Task details: The records below must be retyped exactly.

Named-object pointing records
---

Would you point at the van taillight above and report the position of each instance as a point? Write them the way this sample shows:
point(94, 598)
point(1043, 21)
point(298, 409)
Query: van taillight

---

Task output:
Would you point at the van taillight above and report the position of each instance as a point? Write them the way this sample shows:
point(94, 598)
point(1043, 21)
point(298, 409)
Query: van taillight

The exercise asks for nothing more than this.